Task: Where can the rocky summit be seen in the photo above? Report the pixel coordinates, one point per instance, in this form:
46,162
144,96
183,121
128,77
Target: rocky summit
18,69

- [Stated goal]:
Rewrite the entries above with every "rocky summit" changed to "mountain peak" and everything else left the same.

- [Written answer]:
Task: Where can the mountain peak be seen in the photo above? Report the pixel coordinates, one point per instance, in this form:
46,162
144,96
183,121
128,77
Target: mountain peak
18,69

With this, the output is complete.